Input for this task
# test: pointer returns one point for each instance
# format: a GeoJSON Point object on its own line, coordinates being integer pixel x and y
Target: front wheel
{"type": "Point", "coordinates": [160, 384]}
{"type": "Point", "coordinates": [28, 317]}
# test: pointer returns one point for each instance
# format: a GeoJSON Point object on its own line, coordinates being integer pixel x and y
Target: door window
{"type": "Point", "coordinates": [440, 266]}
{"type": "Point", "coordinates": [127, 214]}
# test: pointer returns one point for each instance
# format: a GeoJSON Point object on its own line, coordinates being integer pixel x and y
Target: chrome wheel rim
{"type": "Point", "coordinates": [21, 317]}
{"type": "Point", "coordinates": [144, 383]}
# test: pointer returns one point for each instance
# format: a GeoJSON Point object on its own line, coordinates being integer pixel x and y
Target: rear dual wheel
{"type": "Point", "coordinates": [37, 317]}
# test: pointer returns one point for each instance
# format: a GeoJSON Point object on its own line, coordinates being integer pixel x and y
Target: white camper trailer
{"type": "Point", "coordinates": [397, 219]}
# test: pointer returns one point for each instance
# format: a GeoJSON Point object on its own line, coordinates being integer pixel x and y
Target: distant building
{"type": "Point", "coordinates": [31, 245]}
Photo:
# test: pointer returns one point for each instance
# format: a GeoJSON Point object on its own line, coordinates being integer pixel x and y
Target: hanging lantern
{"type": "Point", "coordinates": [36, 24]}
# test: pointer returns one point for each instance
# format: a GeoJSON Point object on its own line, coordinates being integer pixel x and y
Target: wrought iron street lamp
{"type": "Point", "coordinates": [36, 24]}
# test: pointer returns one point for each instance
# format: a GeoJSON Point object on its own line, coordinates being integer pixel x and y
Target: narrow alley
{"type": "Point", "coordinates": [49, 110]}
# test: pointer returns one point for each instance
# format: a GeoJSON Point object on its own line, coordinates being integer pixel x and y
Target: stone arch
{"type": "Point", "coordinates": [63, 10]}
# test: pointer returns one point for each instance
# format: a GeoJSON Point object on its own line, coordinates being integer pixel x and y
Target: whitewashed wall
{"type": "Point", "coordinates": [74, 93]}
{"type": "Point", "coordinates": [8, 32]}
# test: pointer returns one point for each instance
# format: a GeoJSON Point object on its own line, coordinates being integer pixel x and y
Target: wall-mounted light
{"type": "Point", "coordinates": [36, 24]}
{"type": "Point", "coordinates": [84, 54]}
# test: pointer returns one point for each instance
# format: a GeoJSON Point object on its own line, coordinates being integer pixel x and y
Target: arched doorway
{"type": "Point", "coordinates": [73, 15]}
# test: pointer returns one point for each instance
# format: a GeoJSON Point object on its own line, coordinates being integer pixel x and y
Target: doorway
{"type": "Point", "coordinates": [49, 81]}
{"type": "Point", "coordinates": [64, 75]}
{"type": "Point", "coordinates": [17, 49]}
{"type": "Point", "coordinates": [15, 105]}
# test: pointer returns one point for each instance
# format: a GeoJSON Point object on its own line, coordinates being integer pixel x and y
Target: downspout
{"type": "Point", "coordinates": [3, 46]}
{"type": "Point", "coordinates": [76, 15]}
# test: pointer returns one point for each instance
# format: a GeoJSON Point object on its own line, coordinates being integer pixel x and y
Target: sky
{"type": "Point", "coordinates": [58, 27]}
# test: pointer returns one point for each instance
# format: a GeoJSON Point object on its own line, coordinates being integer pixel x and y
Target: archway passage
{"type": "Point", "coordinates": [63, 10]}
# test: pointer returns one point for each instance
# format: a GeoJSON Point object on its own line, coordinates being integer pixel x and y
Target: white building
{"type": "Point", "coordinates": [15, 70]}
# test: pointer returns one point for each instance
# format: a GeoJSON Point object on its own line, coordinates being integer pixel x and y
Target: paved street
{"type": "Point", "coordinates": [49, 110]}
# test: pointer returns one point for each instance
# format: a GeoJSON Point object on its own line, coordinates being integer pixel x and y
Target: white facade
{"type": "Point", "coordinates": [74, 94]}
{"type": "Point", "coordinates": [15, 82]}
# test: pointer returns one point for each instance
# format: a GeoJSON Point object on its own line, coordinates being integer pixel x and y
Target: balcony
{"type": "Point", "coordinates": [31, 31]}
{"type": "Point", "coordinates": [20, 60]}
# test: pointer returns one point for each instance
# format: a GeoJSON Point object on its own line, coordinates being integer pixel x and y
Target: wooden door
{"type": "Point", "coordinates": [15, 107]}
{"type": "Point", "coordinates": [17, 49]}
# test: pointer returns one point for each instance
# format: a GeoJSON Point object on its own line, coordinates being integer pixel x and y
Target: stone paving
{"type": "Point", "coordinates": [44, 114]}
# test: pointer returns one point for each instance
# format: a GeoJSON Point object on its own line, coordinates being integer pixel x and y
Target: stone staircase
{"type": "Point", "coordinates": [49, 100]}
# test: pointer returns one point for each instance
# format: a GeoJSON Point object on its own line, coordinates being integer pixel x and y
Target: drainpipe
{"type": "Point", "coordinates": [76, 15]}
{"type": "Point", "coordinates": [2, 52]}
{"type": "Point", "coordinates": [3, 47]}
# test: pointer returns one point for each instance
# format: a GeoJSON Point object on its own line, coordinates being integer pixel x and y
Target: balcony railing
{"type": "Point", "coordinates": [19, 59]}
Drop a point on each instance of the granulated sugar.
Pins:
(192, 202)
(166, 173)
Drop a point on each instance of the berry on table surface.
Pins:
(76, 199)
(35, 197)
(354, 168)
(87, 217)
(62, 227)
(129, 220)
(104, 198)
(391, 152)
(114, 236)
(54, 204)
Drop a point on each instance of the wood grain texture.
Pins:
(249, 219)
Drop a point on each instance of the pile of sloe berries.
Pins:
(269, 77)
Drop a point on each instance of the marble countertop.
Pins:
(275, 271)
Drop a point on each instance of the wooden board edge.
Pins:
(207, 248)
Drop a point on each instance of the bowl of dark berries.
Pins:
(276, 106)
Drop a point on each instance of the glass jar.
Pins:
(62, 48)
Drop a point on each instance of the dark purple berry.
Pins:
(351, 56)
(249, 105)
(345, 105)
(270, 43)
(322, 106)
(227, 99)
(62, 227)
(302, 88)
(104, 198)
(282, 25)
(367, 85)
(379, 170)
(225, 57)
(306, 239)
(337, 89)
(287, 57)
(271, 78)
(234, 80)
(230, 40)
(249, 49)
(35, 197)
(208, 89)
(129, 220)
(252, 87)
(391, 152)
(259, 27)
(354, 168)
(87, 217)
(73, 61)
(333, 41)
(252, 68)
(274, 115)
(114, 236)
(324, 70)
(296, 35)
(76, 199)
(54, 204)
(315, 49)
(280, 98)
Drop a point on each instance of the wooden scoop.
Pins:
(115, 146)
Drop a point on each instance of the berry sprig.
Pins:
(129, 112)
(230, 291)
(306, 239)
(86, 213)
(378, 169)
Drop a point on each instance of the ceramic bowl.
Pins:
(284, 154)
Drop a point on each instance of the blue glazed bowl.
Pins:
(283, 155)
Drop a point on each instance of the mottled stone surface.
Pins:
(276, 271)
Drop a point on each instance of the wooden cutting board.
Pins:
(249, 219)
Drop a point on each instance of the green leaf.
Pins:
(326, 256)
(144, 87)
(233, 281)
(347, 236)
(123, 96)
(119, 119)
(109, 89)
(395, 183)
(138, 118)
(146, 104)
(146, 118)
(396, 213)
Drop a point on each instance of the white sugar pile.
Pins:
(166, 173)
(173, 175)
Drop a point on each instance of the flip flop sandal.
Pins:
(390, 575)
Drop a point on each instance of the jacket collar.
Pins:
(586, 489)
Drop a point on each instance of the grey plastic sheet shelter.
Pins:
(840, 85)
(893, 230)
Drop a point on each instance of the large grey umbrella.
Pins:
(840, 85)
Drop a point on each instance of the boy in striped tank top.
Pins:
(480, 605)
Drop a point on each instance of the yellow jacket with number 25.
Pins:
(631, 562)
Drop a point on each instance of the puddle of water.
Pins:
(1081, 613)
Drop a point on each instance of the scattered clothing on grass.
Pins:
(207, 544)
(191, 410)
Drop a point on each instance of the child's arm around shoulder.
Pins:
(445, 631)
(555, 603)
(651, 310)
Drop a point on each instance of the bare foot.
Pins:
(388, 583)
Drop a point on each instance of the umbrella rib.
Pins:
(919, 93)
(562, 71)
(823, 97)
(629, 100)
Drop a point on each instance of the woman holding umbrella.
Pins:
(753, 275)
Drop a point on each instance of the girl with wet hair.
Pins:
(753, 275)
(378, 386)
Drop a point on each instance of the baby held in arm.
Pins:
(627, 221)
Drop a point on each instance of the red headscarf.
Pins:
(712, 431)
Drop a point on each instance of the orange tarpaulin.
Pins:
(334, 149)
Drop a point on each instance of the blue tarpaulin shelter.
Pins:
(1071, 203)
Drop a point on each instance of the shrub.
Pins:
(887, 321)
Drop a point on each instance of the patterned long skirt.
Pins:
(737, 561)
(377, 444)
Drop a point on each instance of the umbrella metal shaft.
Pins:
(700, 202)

Task prompt
Please retype exactly the line containing "Drop a point on each instance of the red" and each line after it to the end of the records, and nothing more.

Expected output
Drop a point on each instance of the red headscarf.
Pins:
(712, 431)
Drop a point on each instance of the orange tarpaulin.
Pins:
(334, 149)
Drop a point on each instance of the blue tarpaulin shelter.
Pins:
(1071, 203)
Drop a point on each instance of the shrub.
Pins:
(887, 321)
Drop a point on each instance of the patterned long skirt.
Pins:
(737, 561)
(377, 444)
Drop a point on each instance of the umbrella metal shaft.
Pins:
(700, 202)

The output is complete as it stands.